-- Short exercise --
Rewrite the lines below, swapping each occurrence of "integer keys" for "whole-number keys" and leaving everything else unchanged.

-- Some records --
[start]
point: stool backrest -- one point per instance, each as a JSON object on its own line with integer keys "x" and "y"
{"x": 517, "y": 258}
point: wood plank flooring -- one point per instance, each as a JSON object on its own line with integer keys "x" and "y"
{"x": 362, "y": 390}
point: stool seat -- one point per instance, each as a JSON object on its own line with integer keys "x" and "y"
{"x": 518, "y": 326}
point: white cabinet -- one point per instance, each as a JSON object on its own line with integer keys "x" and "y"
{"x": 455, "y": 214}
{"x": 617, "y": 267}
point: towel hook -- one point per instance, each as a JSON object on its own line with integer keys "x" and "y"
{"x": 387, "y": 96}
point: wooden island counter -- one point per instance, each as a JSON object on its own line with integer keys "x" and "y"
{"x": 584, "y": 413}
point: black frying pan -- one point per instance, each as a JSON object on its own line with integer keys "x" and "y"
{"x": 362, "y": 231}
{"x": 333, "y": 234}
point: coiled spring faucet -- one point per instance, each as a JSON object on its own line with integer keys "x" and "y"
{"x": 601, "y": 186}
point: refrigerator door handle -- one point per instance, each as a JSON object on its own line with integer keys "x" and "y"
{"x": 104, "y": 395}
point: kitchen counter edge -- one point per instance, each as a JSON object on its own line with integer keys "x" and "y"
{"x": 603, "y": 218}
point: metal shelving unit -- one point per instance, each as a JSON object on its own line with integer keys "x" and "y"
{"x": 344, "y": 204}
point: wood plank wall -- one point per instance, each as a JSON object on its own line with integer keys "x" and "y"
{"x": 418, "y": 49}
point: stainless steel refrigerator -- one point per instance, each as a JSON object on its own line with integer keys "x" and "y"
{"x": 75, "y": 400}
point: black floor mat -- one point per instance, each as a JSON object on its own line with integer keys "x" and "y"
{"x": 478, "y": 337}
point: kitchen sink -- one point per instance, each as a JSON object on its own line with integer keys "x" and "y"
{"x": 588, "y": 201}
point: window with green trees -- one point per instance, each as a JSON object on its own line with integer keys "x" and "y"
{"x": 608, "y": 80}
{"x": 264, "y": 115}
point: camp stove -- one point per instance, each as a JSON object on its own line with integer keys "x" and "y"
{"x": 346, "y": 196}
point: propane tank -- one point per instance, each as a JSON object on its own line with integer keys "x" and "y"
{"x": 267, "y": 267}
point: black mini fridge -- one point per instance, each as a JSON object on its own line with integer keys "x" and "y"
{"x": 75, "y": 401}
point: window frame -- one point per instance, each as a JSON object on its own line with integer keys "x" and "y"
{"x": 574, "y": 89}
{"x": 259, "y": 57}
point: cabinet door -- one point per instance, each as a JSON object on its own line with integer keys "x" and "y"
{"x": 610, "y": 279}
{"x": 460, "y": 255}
[end]
-- Response to the exercise --
point: stool backrest -- one point per instance, each as a JSON object on its own line with whole-number keys "x" and "y"
{"x": 517, "y": 258}
point: wood plank flooring -- one point per instance, each as a JSON object on its own line with whole-number keys "x" and "y"
{"x": 362, "y": 390}
point: stool seat -- one point per instance, each as a JSON object on its own line with whole-number keys "x" and "y"
{"x": 518, "y": 326}
point: white cabinet -- one point per instance, each as a JSON object on its own line with whole-number keys "x" and "y"
{"x": 455, "y": 214}
{"x": 617, "y": 267}
point: towel hook -- one point per instance, each as a JSON object on its own line with whole-number keys "x" and "y"
{"x": 387, "y": 96}
point: wooden island counter -- one point per instance, each as a JSON object on its own line with whole-number keys "x" and "y"
{"x": 584, "y": 413}
point: black frying pan -- one point per instance, each as a JSON object on its own line with whole-number keys "x" and "y"
{"x": 362, "y": 231}
{"x": 333, "y": 234}
point: coiled spring faucet -- one point per instance, each as a JSON object on its own line with whole-number keys "x" and "y"
{"x": 601, "y": 186}
point: refrigerator door handle -- one point per instance, each as a JSON object on its own line with whole-number keys "x" and "y"
{"x": 104, "y": 395}
point: kitchen counter edge -- one point per instance, each as a JSON object on its own line with whole-number keys "x" and "y"
{"x": 603, "y": 218}
point: metal shelving unit -- one point per instance, each as a JSON object on its own line with whole-number keys "x" and "y"
{"x": 344, "y": 204}
point: wood plank wall -- one point per instance, each as a JSON object on its own line with whole-number keys "x" and "y"
{"x": 418, "y": 49}
point: stainless steel refrigerator -- one point per instance, each as a JSON object on its own line with whole-number keys "x" and "y"
{"x": 75, "y": 400}
point: black floor mat -- one point per instance, each as a JSON object on its own line with whole-number keys "x" and "y"
{"x": 478, "y": 337}
point: kitchen sink -- one point per instance, each as a JSON object on its own line with whole-number keys "x" and "y"
{"x": 588, "y": 201}
point: window with green trees -- one point per instance, each as a JSON object on its own line with whole-number keys "x" and "y"
{"x": 608, "y": 80}
{"x": 264, "y": 115}
point: camp stove -- one point per instance, each as a JSON object on its own line with whole-number keys "x" and "y"
{"x": 346, "y": 196}
point: propane tank -- one point per instance, each as a JSON object on its own line with whole-number keys "x" and "y"
{"x": 267, "y": 267}
point: black mini fridge -- one point per instance, each as a JSON object on its own line with whole-number keys "x" and "y"
{"x": 75, "y": 401}
point: window frame -- one point per instance, each as a JSON object on its own line with whole-number keys "x" and "y"
{"x": 574, "y": 89}
{"x": 259, "y": 57}
point: cabinet door -- one point per instance, each as a JSON object on its own line with whole-number keys "x" and "y"
{"x": 610, "y": 279}
{"x": 460, "y": 255}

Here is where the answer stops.